**DATA TO USE**
━━━━━━━━━━━━━━━━

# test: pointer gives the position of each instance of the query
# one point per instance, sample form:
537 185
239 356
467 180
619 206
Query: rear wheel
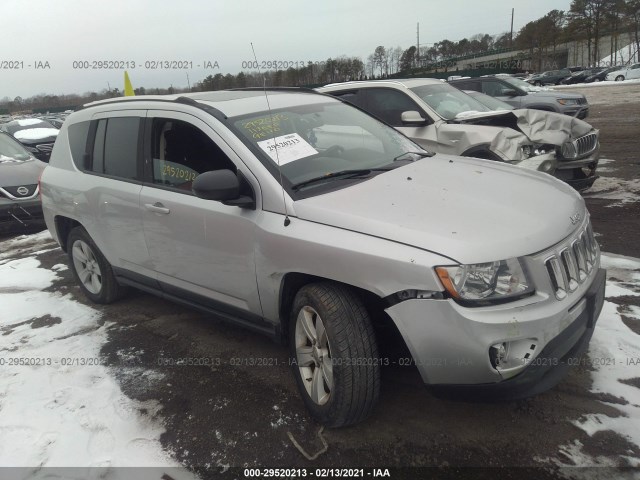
334 354
90 269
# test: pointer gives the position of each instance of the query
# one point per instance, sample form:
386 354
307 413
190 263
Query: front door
200 249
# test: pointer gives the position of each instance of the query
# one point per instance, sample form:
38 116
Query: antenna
287 221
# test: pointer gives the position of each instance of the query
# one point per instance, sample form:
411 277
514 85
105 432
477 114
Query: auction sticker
287 148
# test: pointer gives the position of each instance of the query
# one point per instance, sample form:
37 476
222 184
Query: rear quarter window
78 133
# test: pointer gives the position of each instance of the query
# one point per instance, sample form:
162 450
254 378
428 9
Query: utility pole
418 45
511 36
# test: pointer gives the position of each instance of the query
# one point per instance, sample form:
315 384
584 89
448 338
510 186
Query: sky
53 43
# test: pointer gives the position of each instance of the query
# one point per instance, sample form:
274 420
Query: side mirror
412 118
222 186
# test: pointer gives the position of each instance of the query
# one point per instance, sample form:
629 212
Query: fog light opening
498 354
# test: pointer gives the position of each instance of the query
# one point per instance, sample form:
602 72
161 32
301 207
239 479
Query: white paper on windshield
290 147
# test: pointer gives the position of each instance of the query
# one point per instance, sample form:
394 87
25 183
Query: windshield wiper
420 154
341 175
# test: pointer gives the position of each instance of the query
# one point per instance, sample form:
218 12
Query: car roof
400 82
229 103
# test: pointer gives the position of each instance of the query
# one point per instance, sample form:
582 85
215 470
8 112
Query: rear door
202 250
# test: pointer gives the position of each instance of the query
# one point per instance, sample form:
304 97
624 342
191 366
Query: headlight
567 101
536 149
486 283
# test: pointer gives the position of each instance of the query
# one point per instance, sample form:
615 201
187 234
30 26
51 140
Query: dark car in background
521 94
36 135
600 76
20 208
581 76
551 77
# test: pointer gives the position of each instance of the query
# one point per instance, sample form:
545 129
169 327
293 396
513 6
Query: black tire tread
355 340
111 290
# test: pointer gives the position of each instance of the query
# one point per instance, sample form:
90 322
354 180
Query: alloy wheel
87 267
313 355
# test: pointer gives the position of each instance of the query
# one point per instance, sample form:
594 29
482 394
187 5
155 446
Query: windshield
491 102
11 151
521 84
321 140
448 101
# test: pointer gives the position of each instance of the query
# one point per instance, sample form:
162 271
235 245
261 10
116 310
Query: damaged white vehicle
443 119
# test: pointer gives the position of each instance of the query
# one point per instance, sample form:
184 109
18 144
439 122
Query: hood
25 172
466 209
36 135
536 125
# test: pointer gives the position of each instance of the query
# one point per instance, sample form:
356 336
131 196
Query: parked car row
20 208
298 215
574 75
443 119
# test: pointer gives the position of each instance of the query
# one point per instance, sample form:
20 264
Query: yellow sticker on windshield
265 127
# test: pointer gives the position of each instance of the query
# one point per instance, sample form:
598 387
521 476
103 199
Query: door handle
157 208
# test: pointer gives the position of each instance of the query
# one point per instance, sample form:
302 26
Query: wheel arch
63 226
388 337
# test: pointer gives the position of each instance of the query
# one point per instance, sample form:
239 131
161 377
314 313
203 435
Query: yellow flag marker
128 89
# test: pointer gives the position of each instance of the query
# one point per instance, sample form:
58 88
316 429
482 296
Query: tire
329 322
90 269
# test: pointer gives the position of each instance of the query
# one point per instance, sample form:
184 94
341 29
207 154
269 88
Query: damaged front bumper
580 173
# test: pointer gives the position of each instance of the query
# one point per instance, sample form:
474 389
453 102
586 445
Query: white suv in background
625 73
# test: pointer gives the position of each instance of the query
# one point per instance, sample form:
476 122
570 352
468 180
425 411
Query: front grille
572 265
580 147
45 147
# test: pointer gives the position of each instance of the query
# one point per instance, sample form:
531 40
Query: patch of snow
59 404
24 274
612 188
614 354
36 133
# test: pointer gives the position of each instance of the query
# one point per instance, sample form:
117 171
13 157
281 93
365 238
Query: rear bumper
578 111
18 216
552 364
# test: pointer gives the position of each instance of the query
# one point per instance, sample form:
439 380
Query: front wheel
90 269
334 354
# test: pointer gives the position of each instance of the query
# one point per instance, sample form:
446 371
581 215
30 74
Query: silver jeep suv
302 217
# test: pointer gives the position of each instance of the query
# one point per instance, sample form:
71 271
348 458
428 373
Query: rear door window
116 146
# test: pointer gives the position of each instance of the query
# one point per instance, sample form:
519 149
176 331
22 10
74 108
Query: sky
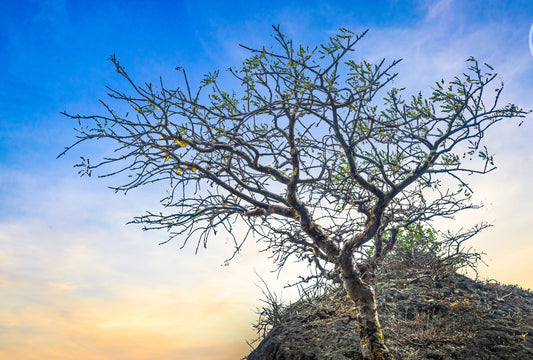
77 282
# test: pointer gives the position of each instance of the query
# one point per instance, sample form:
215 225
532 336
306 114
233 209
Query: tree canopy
317 154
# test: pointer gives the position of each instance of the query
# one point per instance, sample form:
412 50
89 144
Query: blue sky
64 245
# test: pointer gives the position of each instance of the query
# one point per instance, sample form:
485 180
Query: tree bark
370 334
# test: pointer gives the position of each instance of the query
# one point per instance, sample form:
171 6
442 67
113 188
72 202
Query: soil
425 313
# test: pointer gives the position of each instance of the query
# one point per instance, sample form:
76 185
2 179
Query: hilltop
426 313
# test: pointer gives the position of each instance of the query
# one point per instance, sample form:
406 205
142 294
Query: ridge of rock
425 314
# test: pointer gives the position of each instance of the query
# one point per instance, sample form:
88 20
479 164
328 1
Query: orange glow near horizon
160 324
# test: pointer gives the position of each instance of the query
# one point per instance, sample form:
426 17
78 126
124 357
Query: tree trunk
370 334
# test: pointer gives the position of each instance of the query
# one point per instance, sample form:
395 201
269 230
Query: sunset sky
76 282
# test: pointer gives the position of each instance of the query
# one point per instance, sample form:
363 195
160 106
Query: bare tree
306 156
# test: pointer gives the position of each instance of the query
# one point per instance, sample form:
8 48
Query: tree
306 156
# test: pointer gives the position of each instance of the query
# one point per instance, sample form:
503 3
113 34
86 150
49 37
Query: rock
450 317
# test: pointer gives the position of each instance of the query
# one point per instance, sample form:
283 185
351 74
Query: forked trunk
370 334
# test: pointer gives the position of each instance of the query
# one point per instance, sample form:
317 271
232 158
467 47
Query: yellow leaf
180 143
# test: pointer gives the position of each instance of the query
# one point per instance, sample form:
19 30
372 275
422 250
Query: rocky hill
426 313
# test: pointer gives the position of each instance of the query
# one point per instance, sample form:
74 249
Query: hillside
425 312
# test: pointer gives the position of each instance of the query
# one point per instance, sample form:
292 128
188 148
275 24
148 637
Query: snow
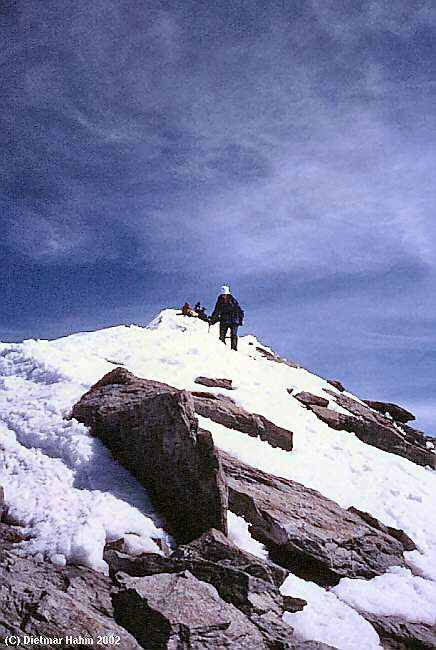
65 490
414 600
325 618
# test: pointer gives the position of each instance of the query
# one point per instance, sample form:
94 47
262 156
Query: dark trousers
233 335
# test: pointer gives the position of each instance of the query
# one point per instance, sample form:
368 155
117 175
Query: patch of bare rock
206 592
215 382
304 531
222 409
390 434
152 430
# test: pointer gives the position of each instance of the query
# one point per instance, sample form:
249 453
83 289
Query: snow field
65 490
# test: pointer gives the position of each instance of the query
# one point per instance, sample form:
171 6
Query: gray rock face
215 383
398 413
176 611
397 634
400 535
336 383
152 430
40 599
308 399
310 535
375 429
223 410
240 579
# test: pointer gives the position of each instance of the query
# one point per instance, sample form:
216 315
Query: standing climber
229 314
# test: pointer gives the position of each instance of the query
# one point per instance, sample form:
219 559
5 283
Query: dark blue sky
152 151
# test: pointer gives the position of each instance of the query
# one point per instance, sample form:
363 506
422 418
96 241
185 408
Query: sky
152 151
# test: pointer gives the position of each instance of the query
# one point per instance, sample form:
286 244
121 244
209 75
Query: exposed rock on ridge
310 535
152 430
375 429
222 409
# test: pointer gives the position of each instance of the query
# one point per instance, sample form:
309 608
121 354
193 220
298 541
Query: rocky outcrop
215 383
223 410
272 356
375 429
152 430
310 535
308 399
176 610
239 577
209 573
336 383
397 634
37 598
398 413
407 543
164 607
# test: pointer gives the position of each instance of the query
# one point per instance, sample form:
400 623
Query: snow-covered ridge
65 490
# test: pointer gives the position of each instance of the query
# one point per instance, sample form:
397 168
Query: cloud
271 136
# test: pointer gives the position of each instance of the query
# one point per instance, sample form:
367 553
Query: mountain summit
122 448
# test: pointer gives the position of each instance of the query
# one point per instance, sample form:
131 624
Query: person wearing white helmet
229 314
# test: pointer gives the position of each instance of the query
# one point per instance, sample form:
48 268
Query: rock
398 413
336 383
272 356
39 599
223 410
152 430
333 419
376 430
176 610
293 605
308 399
397 634
304 532
407 543
216 547
241 579
214 383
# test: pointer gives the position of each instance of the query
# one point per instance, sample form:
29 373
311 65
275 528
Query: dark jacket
228 313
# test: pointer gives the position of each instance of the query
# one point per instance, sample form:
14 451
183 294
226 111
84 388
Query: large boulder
214 382
152 430
398 413
308 399
225 411
176 610
308 534
375 429
39 599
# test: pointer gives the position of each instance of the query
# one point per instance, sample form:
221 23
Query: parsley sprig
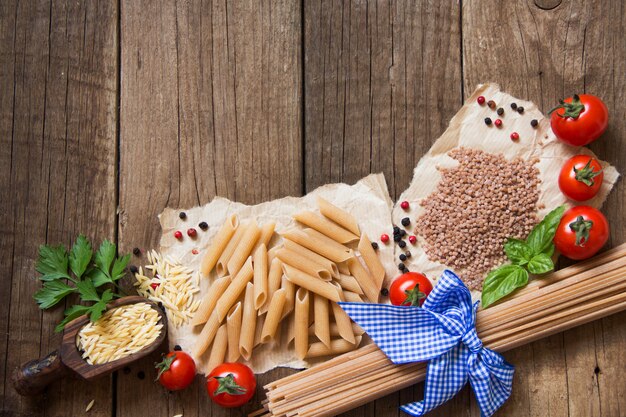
86 271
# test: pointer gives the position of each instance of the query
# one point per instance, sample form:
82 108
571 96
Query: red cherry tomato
582 232
176 371
579 120
410 289
231 384
581 177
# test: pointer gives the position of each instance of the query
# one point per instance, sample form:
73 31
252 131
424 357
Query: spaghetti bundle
564 299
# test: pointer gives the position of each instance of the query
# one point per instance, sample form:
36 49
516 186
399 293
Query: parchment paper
467 129
367 200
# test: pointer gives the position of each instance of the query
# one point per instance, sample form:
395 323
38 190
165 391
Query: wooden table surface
113 110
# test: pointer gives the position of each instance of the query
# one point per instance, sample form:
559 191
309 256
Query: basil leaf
518 251
501 282
540 238
540 264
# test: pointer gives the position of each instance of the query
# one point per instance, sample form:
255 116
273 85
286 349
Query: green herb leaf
51 293
540 264
518 251
52 263
501 282
540 238
80 256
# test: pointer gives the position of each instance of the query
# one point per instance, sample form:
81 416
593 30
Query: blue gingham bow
443 332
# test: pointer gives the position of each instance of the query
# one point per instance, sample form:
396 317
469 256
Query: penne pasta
219 243
222 263
218 351
210 300
364 279
324 246
273 317
325 226
372 261
292 258
233 291
321 315
260 276
348 282
339 216
325 289
244 248
248 323
301 323
233 327
337 346
315 257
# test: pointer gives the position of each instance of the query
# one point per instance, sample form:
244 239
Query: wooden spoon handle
33 377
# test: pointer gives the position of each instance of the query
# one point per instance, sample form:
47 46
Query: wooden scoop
33 377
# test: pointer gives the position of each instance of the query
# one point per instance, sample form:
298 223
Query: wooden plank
543 55
382 80
211 91
59 115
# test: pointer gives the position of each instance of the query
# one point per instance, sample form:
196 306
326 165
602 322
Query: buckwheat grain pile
475 208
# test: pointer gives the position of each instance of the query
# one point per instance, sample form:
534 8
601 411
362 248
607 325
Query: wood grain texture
210 105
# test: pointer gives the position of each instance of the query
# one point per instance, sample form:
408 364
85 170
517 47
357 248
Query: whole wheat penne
260 276
326 247
220 240
210 300
315 257
233 291
372 261
304 264
339 216
244 248
325 226
218 350
364 279
321 314
233 326
222 263
325 289
337 346
248 323
301 323
349 283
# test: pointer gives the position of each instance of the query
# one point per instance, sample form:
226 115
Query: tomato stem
572 109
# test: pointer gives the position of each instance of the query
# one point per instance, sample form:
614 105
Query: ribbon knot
443 332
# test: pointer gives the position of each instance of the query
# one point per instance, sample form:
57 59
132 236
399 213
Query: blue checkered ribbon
443 332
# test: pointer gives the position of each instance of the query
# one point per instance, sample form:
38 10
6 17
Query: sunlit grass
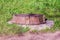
51 8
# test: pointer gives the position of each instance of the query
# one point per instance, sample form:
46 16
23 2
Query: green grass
51 8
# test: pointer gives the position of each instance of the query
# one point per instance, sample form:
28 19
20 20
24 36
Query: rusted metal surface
30 19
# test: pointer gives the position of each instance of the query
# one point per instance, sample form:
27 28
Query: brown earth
30 36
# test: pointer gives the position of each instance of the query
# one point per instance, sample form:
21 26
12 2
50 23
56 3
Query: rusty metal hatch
30 19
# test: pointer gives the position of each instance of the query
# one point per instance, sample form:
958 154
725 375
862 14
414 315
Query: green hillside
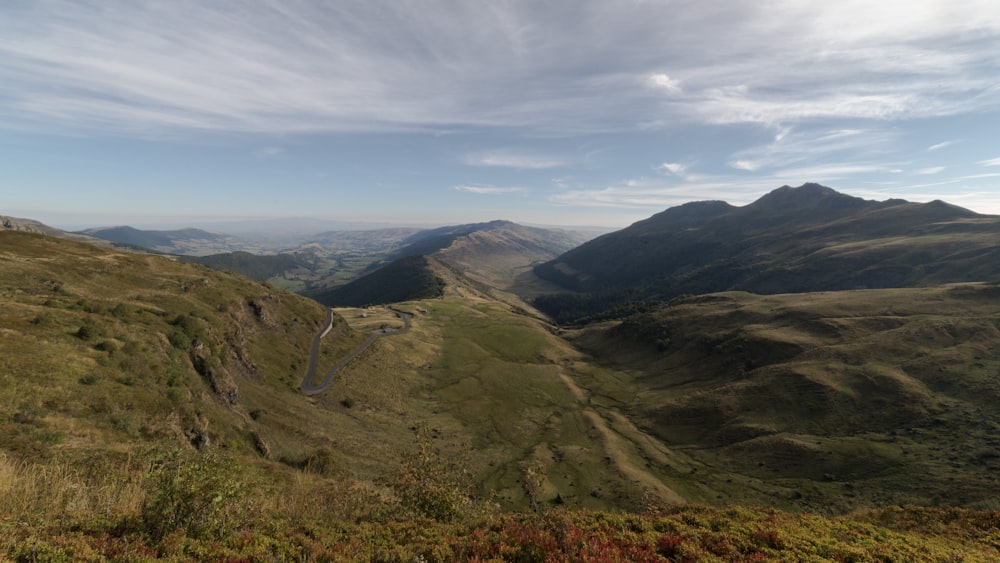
260 267
401 280
151 409
810 238
822 401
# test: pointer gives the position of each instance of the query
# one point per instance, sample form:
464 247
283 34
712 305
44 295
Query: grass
115 511
489 405
825 402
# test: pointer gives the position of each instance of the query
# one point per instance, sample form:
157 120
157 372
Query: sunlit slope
496 391
103 348
105 351
822 401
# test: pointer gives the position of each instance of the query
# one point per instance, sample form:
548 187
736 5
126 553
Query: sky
430 112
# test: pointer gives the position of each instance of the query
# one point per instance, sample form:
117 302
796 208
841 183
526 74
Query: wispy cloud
675 168
269 152
489 190
509 158
565 66
830 146
939 146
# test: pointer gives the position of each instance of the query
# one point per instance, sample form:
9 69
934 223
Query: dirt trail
618 448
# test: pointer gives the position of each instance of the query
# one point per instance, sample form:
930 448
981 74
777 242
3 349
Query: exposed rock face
218 377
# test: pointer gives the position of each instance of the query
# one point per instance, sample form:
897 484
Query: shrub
202 494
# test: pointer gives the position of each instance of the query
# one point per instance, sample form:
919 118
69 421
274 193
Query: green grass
828 401
490 406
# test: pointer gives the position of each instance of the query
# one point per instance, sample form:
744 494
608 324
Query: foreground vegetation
151 410
184 506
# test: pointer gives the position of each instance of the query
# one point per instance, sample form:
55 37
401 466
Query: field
151 409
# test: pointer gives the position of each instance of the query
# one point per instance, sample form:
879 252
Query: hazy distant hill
492 254
809 238
405 279
182 241
260 267
32 226
368 240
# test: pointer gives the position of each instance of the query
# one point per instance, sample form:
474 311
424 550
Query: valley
431 389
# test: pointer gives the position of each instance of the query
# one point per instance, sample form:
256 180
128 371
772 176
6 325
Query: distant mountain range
809 238
492 254
195 242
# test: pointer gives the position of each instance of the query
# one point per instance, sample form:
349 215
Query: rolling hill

━━━━━━━━━━━━━━━━

**EXERCISE**
Count the lines in the listing above that contain the string "ribbon" and reply with that number alone.

**RESPONSE TO THE TASK**
2